TASKS →
**a)** Write out the part of the blog post starting with "Doing the right" and going on through "say out loud.".
**b)** In the blog post, which state does the writer decide to stay in?

Tuesday, September 21, 2010

Doing the right thing...

There are times in life when things come up and you just know deep down what the right thing to do is, even though the decision is a difficult one to say out loud.

I just turned down a great job opportunity because I felt like the right thing to do at this point in my life is to stay anchored in Nebraska.

A few weeks ago, I was having lunch with two friends. One of them has been going through a difficult time with her family. And she joked at one point, "I feel like standing up and shouting...I'm not going to play this game anymore." Of course the game was "her life".

There are many evenings when I am exhausted and I think to myself, I don't want to do this either. And it's not a matter of living the life that I have but more a matter of living with or accepting the pressures that come with one's busy life. Day after day of what can sometimes feel like endless monotony.

I had the opportunity to leave the state and go somewhere new and exciting, but I have passed on that opportunity in order to raise my two beautiful children in a place where they have full access to a wonderful extended family with cousins and two sets of adoring grandparents. It's the right thing to do. It's so obvious and yet I am feeling melancholy.

Object point labels

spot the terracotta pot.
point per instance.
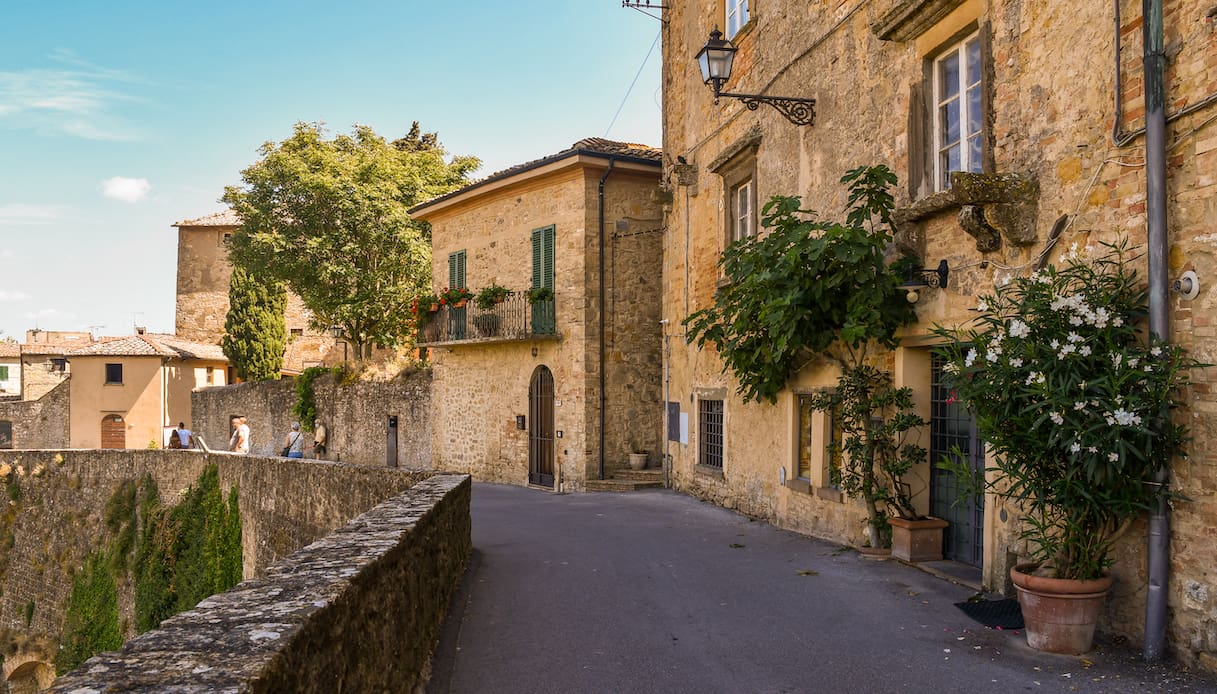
(1059, 613)
(917, 539)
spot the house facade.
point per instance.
(202, 295)
(129, 392)
(560, 391)
(1041, 122)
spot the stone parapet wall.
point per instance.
(41, 423)
(57, 515)
(307, 625)
(357, 417)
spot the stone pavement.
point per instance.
(657, 592)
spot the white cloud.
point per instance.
(16, 213)
(125, 189)
(74, 99)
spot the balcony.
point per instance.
(512, 320)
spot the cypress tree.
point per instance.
(254, 331)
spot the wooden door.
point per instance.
(540, 427)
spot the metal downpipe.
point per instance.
(600, 192)
(1159, 536)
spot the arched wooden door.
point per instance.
(113, 431)
(540, 427)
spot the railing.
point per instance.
(511, 319)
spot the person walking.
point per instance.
(240, 440)
(293, 443)
(319, 440)
(184, 435)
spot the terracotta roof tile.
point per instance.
(225, 218)
(585, 146)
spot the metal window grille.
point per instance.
(710, 432)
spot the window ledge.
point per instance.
(910, 18)
(991, 207)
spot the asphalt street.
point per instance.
(659, 592)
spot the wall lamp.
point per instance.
(921, 278)
(716, 59)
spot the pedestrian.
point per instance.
(319, 440)
(240, 440)
(184, 435)
(293, 443)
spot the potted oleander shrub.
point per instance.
(1075, 404)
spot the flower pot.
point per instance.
(917, 539)
(1059, 613)
(637, 460)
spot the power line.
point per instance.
(611, 123)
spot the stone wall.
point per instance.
(357, 417)
(357, 611)
(59, 499)
(41, 423)
(1048, 111)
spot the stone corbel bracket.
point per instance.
(991, 207)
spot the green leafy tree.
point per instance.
(254, 331)
(330, 217)
(809, 287)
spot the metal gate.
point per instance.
(953, 431)
(540, 427)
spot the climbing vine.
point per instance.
(90, 623)
(304, 410)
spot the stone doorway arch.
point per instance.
(113, 431)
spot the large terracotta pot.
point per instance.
(1059, 613)
(917, 539)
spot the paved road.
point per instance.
(657, 592)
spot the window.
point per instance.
(958, 118)
(456, 269)
(710, 432)
(742, 210)
(736, 16)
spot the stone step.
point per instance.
(621, 485)
(646, 474)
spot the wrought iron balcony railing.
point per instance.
(511, 319)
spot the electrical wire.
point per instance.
(639, 73)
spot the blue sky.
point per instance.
(119, 118)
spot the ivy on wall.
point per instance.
(174, 557)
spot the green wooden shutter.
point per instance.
(456, 269)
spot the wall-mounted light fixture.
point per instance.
(716, 59)
(921, 278)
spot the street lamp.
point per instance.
(716, 59)
(336, 331)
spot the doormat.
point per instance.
(994, 614)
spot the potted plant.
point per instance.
(491, 296)
(1075, 404)
(455, 297)
(537, 295)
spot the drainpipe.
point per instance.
(600, 192)
(1155, 213)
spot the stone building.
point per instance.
(202, 303)
(556, 392)
(129, 392)
(1044, 118)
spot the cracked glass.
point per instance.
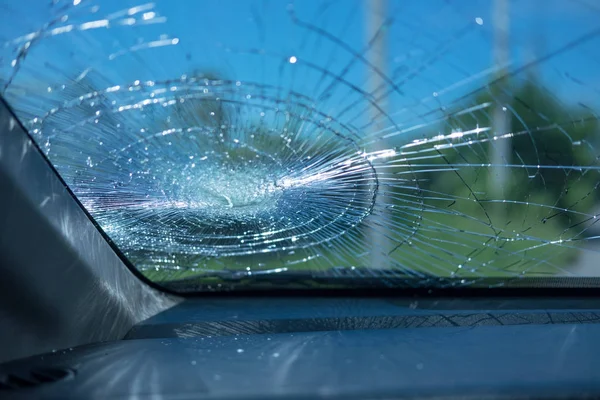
(242, 144)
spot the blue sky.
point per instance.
(432, 45)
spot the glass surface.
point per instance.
(243, 144)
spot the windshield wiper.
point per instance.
(282, 278)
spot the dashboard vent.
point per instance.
(34, 378)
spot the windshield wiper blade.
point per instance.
(283, 278)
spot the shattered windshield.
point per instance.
(226, 144)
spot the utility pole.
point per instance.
(377, 55)
(501, 118)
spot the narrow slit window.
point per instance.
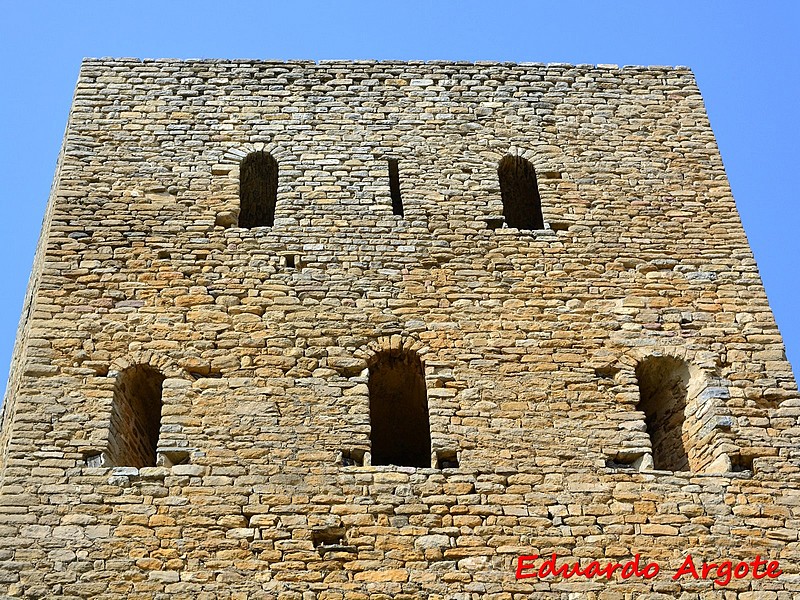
(663, 384)
(394, 187)
(398, 408)
(135, 417)
(522, 206)
(258, 190)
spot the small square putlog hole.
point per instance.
(353, 457)
(741, 463)
(625, 460)
(446, 459)
(173, 457)
(494, 223)
(95, 459)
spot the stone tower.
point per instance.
(360, 330)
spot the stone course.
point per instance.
(529, 339)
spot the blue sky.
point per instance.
(744, 54)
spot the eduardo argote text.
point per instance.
(721, 573)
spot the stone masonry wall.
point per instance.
(529, 340)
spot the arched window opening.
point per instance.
(394, 187)
(136, 417)
(522, 207)
(663, 390)
(398, 410)
(258, 190)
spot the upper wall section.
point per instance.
(616, 151)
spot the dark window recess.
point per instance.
(135, 417)
(663, 382)
(258, 190)
(398, 408)
(522, 206)
(394, 187)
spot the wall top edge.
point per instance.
(110, 61)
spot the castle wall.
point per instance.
(529, 340)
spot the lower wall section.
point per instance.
(196, 531)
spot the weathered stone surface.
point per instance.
(531, 342)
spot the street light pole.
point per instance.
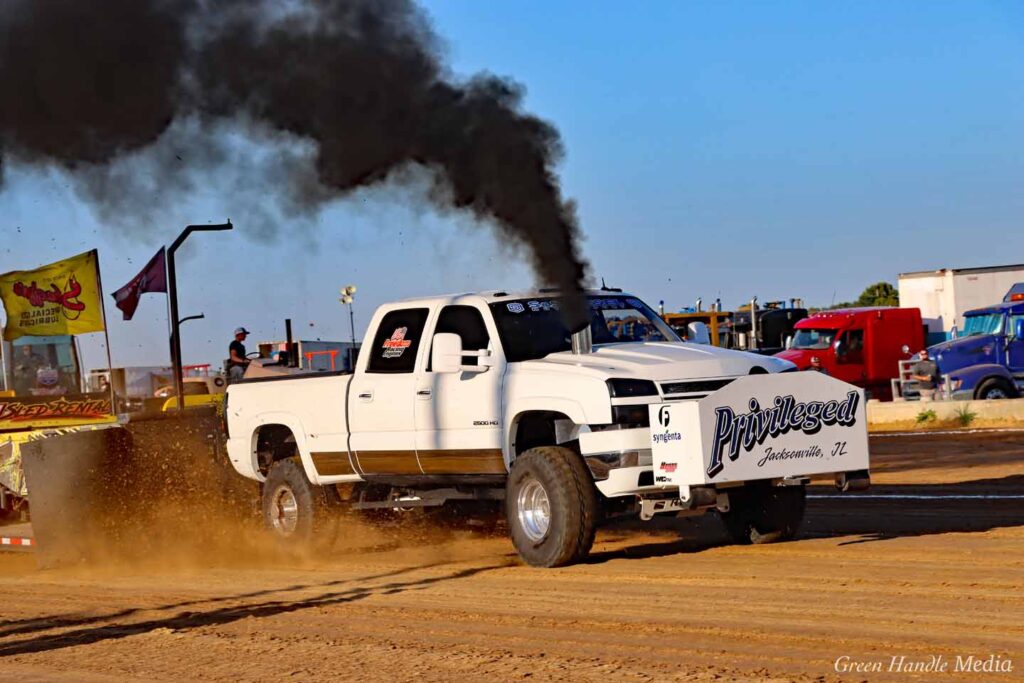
(173, 295)
(348, 296)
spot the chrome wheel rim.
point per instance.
(534, 510)
(285, 511)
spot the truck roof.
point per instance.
(841, 315)
(1009, 306)
(494, 296)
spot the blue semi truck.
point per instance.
(986, 358)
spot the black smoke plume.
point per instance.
(86, 83)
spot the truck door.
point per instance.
(1015, 346)
(458, 416)
(850, 365)
(381, 398)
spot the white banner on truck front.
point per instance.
(761, 427)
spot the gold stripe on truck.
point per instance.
(387, 462)
(333, 464)
(468, 461)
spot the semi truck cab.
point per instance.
(986, 359)
(861, 346)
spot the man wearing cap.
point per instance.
(237, 361)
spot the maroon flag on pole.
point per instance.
(152, 279)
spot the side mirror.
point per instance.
(445, 354)
(841, 349)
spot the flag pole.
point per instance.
(107, 337)
(172, 286)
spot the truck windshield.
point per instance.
(813, 339)
(534, 328)
(987, 324)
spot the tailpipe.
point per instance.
(583, 341)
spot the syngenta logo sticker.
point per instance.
(664, 416)
(666, 436)
(750, 429)
(664, 419)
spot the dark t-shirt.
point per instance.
(240, 350)
(923, 368)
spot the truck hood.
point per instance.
(965, 351)
(801, 357)
(658, 360)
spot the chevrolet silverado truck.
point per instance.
(488, 398)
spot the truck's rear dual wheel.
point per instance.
(551, 505)
(995, 388)
(295, 511)
(762, 513)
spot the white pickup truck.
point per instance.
(488, 398)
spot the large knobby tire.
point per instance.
(761, 513)
(551, 506)
(995, 388)
(297, 513)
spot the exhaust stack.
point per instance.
(583, 341)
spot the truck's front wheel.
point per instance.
(762, 513)
(294, 510)
(552, 507)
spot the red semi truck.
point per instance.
(862, 346)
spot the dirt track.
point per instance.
(871, 579)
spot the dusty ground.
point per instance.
(941, 574)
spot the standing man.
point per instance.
(27, 365)
(926, 373)
(237, 360)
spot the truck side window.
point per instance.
(468, 324)
(1013, 323)
(397, 341)
(855, 346)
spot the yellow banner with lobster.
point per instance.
(61, 298)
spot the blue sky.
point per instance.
(714, 148)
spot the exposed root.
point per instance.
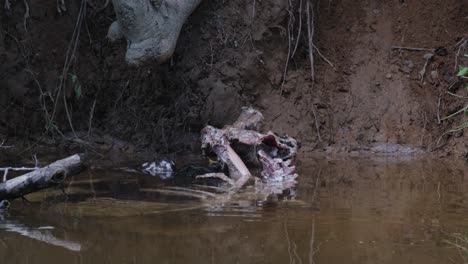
(26, 15)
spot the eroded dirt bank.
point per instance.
(232, 54)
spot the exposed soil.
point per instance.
(231, 54)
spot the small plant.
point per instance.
(462, 73)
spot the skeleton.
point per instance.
(275, 153)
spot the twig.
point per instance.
(299, 31)
(316, 123)
(428, 57)
(312, 242)
(253, 9)
(411, 48)
(2, 144)
(221, 176)
(7, 169)
(456, 113)
(438, 109)
(90, 122)
(26, 15)
(323, 57)
(289, 47)
(310, 34)
(463, 42)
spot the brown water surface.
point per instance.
(353, 210)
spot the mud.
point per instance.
(353, 210)
(232, 54)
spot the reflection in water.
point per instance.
(343, 211)
(43, 234)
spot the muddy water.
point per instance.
(353, 210)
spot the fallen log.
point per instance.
(42, 178)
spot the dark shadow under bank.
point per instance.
(381, 209)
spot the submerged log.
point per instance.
(42, 178)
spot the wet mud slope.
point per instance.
(235, 53)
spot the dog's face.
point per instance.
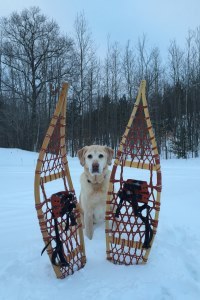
(95, 158)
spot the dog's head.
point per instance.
(95, 158)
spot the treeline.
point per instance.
(35, 58)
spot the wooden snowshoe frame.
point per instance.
(52, 166)
(138, 150)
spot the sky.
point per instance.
(161, 21)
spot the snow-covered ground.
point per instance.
(173, 268)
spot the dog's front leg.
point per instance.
(88, 220)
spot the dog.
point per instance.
(94, 184)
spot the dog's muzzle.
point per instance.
(95, 168)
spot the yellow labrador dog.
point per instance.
(94, 184)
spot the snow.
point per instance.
(173, 268)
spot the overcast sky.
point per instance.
(160, 20)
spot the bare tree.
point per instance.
(31, 44)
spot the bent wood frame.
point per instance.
(141, 99)
(60, 111)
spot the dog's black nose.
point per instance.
(95, 168)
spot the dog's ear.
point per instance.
(110, 153)
(81, 155)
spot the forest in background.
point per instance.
(35, 58)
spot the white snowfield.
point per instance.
(173, 268)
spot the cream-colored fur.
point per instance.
(94, 184)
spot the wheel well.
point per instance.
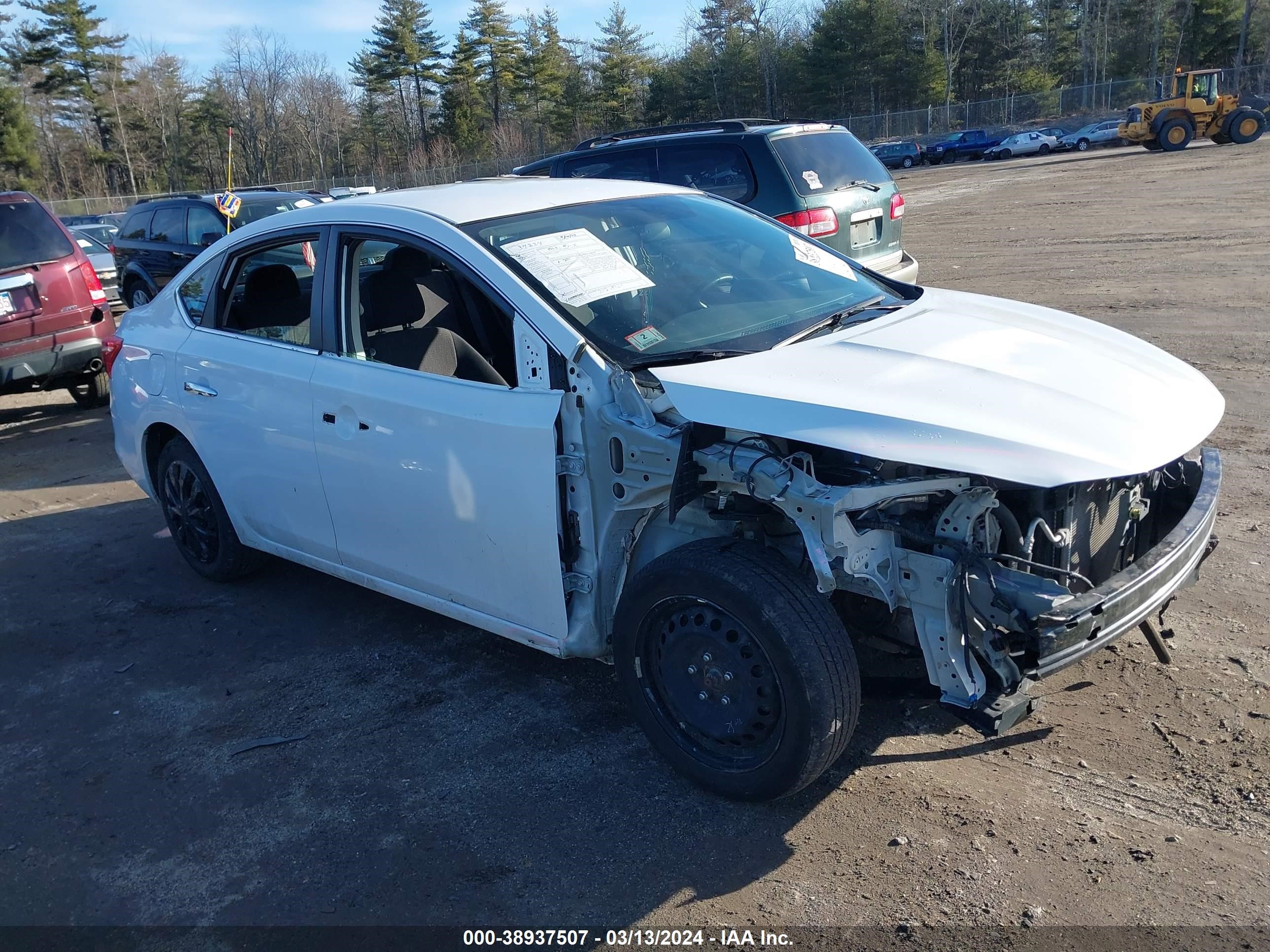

PER-TASK ANSWERS →
**a)**
Doing the right thing...

There are times in life when things come up and you just know deep down what the right thing to do is, even though the decision is a difficult one to say out loud.

**b)** Nebraska.